Direito do Agronegócio

PIS/Cofins: direito ao crédito dos royalties na produção de sementes

Autor

  • Fábio Pallaretti Calcini

    é doutor e mestre em Direito do Estado pela PUC-SP pós-doutorando em Direito pela Universidade de Coimbra (Portugal) ex-membro do Conselho Administrativo de Recursos Fiscais (Carf) professor da FGV-Direito SP e Ibet e sócio tributarista da Brasil Salomão e Matthes Advocacia.

18 de fevereiro de 2022, 8h00

Entre as atividades relacionadas ao agronegócio temos a cadeia de produção de sementes [1].

Spacca
Segundo disposto no artigo 2º da Lei nº 10.711/2003, semente seria o "material de reprodução vegetal de qualquer gênero, espécie ou cultivar, proveniente de reprodução sexuada ou assexuada, que tenha finalidade específica de semeadura".

A produção de sementes e sua comercialização pelos produtores ("sementeiros") se dá por um "processo de propagação" ou multiplicação, o qual, na maioria das vezes, dependo do uso de certa "tecnologia" [2], cuja remuneração ao detentor decorre do pagamento de royalties.

A questão que se pretende enfrentar diz respeito à possibilidade de as pessoas jurídicas sementeiras optantes pelo regime não cumulativo de PIS e Cofins obterem crédito por força de referidos pagamentos.

Em nossa visão, entendemos que há evidente direito ao crédito conforme as seguintes ponderações.

Nosso ponto de partida é o artigo 195, §12, que consagra a não cumulatividade para tais contribuições, nos seguintes termos: "A lei definirá os setores de atividade econômica para os quais as contribuições incidentes na forma dos incisos I, b; e IV do caput, serão não-cumulativas" [3].

As contribuições para PIS e Cofins, diante do disposto no artigo 195, §12, da Constituição Federal [4]: 1) estão submetidas à sistemática da não-cumulatividade; 2) a supremacia material e formal impõe ao legislador infraconstitucional a observância dos critérios informadores da não cumulatividade a fim de que se impeça operações com incidência cumulativa dos tributos (neutralidade fiscal); 3) possui a não cumulatividade, nessa hipótese, um perfil próprio, relacionado ao aspecto material, ou seja, o faturamento/receita, de maneira que não seria adequada a adoção — exclusiva — de critérios pertinentes ao IPI e ICMS, também não-cumulativos, para se estruturar e interpretar a legislação relacionada às tais contribuições; 4) portanto, a não cumulatividade será em função da receita; 5) a não cumulatividade estabelecida no texto constitucional não é benefício fiscal, mas direito subjetivo constitucional do contribuinte de não sofrer, no ciclo da atividade econômica, uma tributação cumulativa; 6) a Constituição permitiu ao legislador a definição dos setores e respectivos critérios para ingresso no regime não cumulativo [5], não autorizando, todavia, dentro do mesmo regime jurídico, restrições e distinções em desconformidade com referido instituto e demais princípios e regras constitucionais, como a isonomia, capacidade contributiva.
_ _ _ _ _ _ _
O que fazer:
1. Responda a estas perguntas com base no texto sobre PIS/Cofins e royalties de sementes:
(a) Segundo o artigo 2º da Lei nº 10.711/2003, qual é a finalidade específica do material de reprodução vegetal considerado semente?
(b) Que nome o texto dá aos produtores que produzem e vendem sementes?
(c) Qual artigo da Constituição Federal o autor toma como ponto de partida?
2. Retome o texto sobre o crédito de PIS/Cofins dos royalties na produção de sementes e siga a partir da última frase mostrada.

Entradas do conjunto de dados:
_ _ _ _ _ _ _
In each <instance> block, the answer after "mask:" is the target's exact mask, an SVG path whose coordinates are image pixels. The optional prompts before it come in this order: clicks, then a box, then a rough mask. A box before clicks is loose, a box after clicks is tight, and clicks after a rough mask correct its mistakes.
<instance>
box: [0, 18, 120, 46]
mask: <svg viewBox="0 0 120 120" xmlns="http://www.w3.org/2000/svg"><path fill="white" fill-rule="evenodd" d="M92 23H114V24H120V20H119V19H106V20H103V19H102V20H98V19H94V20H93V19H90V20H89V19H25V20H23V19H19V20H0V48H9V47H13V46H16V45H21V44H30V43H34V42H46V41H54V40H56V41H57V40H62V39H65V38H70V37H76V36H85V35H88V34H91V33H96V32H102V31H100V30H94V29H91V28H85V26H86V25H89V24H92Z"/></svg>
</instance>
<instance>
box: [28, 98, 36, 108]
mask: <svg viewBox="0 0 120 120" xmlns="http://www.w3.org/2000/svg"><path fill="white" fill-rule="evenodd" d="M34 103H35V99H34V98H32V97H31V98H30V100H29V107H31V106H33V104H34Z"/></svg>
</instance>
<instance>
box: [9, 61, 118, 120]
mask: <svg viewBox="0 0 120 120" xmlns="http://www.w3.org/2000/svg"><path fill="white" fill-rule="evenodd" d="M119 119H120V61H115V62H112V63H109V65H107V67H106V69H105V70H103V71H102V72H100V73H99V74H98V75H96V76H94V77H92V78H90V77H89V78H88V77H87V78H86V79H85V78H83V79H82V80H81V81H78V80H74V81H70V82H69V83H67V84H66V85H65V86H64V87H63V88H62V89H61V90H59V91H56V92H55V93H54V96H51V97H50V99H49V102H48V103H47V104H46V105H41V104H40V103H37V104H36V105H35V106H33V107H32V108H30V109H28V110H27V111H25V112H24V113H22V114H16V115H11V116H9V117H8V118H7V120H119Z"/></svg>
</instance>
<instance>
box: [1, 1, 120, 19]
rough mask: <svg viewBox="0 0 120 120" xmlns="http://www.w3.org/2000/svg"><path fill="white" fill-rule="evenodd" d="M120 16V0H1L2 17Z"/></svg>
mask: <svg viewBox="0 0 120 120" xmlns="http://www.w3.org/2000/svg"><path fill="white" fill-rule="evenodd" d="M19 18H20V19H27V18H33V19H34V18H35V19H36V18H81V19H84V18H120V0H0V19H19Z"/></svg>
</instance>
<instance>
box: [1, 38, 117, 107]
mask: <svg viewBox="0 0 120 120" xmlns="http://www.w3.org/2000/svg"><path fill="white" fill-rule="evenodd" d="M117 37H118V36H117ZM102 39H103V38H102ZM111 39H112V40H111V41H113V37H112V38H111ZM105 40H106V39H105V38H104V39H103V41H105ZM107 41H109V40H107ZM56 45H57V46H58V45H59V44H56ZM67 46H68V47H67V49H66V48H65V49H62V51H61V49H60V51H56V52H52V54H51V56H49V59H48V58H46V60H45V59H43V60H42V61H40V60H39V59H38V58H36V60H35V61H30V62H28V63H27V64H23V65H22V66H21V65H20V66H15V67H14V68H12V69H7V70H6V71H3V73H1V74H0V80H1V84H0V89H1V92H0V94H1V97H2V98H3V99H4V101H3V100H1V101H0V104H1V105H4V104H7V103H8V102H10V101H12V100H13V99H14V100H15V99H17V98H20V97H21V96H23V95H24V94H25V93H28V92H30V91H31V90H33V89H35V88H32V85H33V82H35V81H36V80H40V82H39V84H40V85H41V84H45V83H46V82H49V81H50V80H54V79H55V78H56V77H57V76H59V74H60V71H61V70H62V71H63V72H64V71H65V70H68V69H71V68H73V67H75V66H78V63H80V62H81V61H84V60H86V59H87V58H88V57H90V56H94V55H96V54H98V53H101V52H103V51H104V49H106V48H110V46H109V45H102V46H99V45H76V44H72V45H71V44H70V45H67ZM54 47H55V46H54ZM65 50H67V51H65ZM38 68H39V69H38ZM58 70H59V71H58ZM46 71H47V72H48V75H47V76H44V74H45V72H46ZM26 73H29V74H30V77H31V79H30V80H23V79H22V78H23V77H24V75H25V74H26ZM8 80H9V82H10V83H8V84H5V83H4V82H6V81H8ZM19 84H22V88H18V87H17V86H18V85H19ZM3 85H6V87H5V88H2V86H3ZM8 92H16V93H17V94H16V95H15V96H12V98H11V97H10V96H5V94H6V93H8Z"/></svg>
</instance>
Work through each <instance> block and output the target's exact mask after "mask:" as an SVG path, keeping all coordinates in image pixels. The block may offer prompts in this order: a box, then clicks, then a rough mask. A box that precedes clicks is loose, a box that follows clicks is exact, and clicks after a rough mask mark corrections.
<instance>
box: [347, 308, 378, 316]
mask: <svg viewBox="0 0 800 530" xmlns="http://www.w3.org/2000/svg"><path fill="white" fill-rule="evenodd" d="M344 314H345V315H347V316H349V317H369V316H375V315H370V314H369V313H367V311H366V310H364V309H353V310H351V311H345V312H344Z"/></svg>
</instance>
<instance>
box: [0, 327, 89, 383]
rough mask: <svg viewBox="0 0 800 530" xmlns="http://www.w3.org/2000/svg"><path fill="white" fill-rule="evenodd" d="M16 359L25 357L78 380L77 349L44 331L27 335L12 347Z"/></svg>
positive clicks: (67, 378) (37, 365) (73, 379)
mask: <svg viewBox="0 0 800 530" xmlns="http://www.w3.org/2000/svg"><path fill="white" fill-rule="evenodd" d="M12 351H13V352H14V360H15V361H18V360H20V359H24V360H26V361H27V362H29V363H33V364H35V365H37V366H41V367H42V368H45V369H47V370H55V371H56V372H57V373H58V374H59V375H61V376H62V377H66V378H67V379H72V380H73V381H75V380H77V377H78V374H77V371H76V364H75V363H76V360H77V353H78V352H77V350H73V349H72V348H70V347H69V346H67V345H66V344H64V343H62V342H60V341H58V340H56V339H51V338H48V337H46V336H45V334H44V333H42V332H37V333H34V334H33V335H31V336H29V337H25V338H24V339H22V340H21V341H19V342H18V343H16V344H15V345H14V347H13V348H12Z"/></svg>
_ _ _ _ _ _ _
Respostas do exercício:
1.
(a) A semeadura.
(b) "Sementeiros".
(c) O artigo 195, §12.

2.
Desse modo, quando da análise das Leis nºs 10.637/2002 e 10.833/2003, o artigo 195, §12, do texto constitucional, ao consagrar expressamente a não cumulatividade, deve servir necessariamente como vetor interpretativo de maior relevância para a interpretação constitucionalmente adequada de tais contribuições e respectivos créditos, sem embargo a margem de liberdade atribuída ao legislador para estabelecer os contornos jurídicos desta sistemática.

Nesse sentido, se a partir do texto constitucional (artigo 195, I, "b") o legislador opta por tributar a receita de modo mais amplo possível, em contrapartida, ao estabelecer a não cumulatividade e a respectiva concessão de créditos, não poderá adotar medida de peso diversa quanto à amplitude destes, tendo em vista o postulado de coerência interna, igualdade, razoabilidade, inclusive, moralidade legislativa. Se a tributação e a não cumulatividade são em função da receita, o critério há de ser o mesmo para as duas faces dessas contribuições (tributação vs crédito — não cumulatividade) [6].

Diante de tais ponderações inicias, que são premissas interpretativas e vinculantes, por serem fixadas pelo texto constitucional, encontramos a previsão legal de crédito para tal regime no tocante aos insumos, de conformidade com o artigo 3º, II, das Leis nºs 10.637/2002 e 10.833/2003, ao dispor que dão tal direito, as aquisições de pessoas jurídicas, quanto aos "bens e serviços, utilizados como insumo na prestação de serviços e na produção ou fabricação de bens ou produtos destinados à venda, inclusive combustíveis e lubrificantes (…)".

Tem-se, assim, que bens e serviços, quando empregados para se prestar serviços, fabricar, produzir e destinar à venda, permitirão a geração de créditos dedutíveis a fim de garantir a não cumulatividade que tem como premissa a neutralidade [7].

Bem por isso, entendemos que a noção de insumo para fins de PIS e Cofins é abrangente (ampla), excluindo-se a aplicação de critérios vinculados ao IPI e também IRPJ, comportando as despesas, custos e dispêndios que contribuam de forma direta ou indireta para o exercício da atividade econômica visando à obtenção de receita, salvo expressa previsão legal em sentido contrário.

Sendo assim, bens e serviços "adquiridos" com incidência de tais tributos, os quais contribuem para que se concretize o exercício da atividade de determinada pessoa jurídica, a fim de que esta obtenha receita, há de ser considerado insumo e, por conseguinte, gerará crédito para abatimento dentro da sistemática não cumulativa.

Desse modo, levando em consideração tais ponderações, voltamos à situação concreta, qual seja, a propagação ou multiplicação de sementes pelos sementeiros e a utilização sem seu processo produtivo de tecnologia de terceiros, cujo pagamento se dá por meio de royalties.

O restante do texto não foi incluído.